WRITTEN TASK A:
In the records, begin at the line that contains "TARGET: haze over mountains" and continue through the end of the records. Reproduce those lines with "fence" switched to "barrier" and everything else unchanged.

───── GIVEN PASSAGE

Just as one shouldn’t shout "fire" in a crowded theater, one shouldn’t
shout "run on the bank" in an analyst’s report. If you do that, as
Citigroup’s Prashant
Bhatia notoriously did in his report on E*Trade, you risk your report turning
into a self-fulfilling
prophecy. After all, no bank is immune to a bank run.
At the same time, however, I think it’s rash to simply blame Bhatia and call
him "irresponsible" for publishing what was actually a pretty sober
piece of analysis. The key datapoint: half of E*Trade’s deposits, or $15
billion, are in accounts that contain more than $100,000, and are therefore
not insured by the FDIC. If I was an E*Trade depositor, and I had more than
$100,000 in the bank, and I saw that E*Trade was announcing subprime write-downs
of unknown size, then I wouldn’t need Prashant Bhatia to tell me to
move my money somewhere a little bit safer.
If I were E*Trade, then, I wouldn’t be running around shooting the messenger,
I would be running around spending as much money as it took to buy private insurance
on all of my deposits over and above the FDIC cap. Either that, or I would be
simply trying to sell myself to someone rather better-capitalized.

──────────
───── SUPPLIED ENTRIES

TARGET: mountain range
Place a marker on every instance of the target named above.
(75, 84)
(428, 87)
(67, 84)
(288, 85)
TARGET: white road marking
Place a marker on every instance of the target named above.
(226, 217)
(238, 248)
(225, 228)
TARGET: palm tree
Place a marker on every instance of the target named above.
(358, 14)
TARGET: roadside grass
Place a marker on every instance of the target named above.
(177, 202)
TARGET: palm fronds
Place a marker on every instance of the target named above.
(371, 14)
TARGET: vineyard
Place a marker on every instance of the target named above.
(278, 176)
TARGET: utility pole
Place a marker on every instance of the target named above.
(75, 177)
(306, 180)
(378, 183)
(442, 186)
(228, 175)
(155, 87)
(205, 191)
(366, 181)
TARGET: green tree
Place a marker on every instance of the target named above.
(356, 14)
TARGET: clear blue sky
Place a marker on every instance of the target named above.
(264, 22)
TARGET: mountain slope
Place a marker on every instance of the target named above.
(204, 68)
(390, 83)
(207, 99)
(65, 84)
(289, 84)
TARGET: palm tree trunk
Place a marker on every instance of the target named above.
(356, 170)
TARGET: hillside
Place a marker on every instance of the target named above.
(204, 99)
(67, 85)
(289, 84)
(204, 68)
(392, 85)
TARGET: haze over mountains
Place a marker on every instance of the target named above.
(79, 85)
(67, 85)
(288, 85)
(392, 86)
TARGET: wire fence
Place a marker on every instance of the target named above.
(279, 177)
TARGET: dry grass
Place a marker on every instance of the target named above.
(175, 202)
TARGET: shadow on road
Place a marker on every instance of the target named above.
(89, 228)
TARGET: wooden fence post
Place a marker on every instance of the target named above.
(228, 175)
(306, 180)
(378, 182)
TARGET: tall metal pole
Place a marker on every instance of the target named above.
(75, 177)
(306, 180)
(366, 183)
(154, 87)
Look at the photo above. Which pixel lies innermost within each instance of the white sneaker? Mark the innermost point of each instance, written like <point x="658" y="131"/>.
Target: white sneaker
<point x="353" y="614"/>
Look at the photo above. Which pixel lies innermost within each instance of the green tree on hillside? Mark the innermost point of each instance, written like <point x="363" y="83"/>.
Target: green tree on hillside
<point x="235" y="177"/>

──────────

WRITTEN TASK B:
Write out the entire passage on E*Trade and the risk of a bank run, word for word.

WORKED SOLUTION A:
TARGET: haze over mountains
Place a marker on every instance of the target named above.
(79, 85)
(67, 85)
(288, 85)
(392, 86)
TARGET: wire barrier
Place a marker on every instance of the target named above.
(279, 177)
TARGET: dry grass
Place a marker on every instance of the target named above.
(175, 202)
TARGET: shadow on road
Place a marker on every instance of the target named above.
(89, 228)
TARGET: wooden barrier post
Place a marker on every instance of the target named above.
(228, 175)
(306, 180)
(378, 182)
TARGET: tall metal pole
Place a marker on every instance of the target named above.
(75, 177)
(306, 180)
(366, 183)
(154, 87)
Look at the photo above. Which pixel lies innermost within each instance of the white sneaker? Mark the innermost point of each instance, written like <point x="658" y="131"/>.
Target: white sneaker
<point x="353" y="614"/>
Look at the photo above. Which pixel lies innermost within each instance of the green tree on hillside? Mark the innermost point of each instance, written like <point x="363" y="83"/>.
Target: green tree on hillside
<point x="235" y="177"/>

WORKED SOLUTION B:
Just as one shouldn’t shout "fire" in a crowded theater, one shouldn’t
shout "run on the bank" in an analyst’s report. If you do that, as
Citigroup’s Prashant
Bhatia notoriously did in his report on E*Trade, you risk your report turning
into a self-fulfilling
prophecy. After all, no bank is immune to a bank run.
At the same time, however, I think it’s rash to simply blame Bhatia and call
him "irresponsible" for publishing what was actually a pretty sober
piece of analysis. The key datapoint: half of E*Trade’s deposits, or $15
billion, are in accounts that contain more than $100,000, and are therefore
not insured by the FDIC. If I was an E*Trade depositor, and I had more than
$100,000 in the bank, and I saw that E*Trade was announcing subprime write-downs
of unknown size, then I wouldn’t need Prashant Bhatia to tell me to
move my money somewhere a little bit safer.
If I were E*Trade, then, I wouldn’t be running around shooting the messenger,
I would be running around spending as much money as it took to buy private insurance
on all of my deposits over and above the FDIC cap. Either that, or I would be
simply trying to sell myself to someone rather better-capitalized.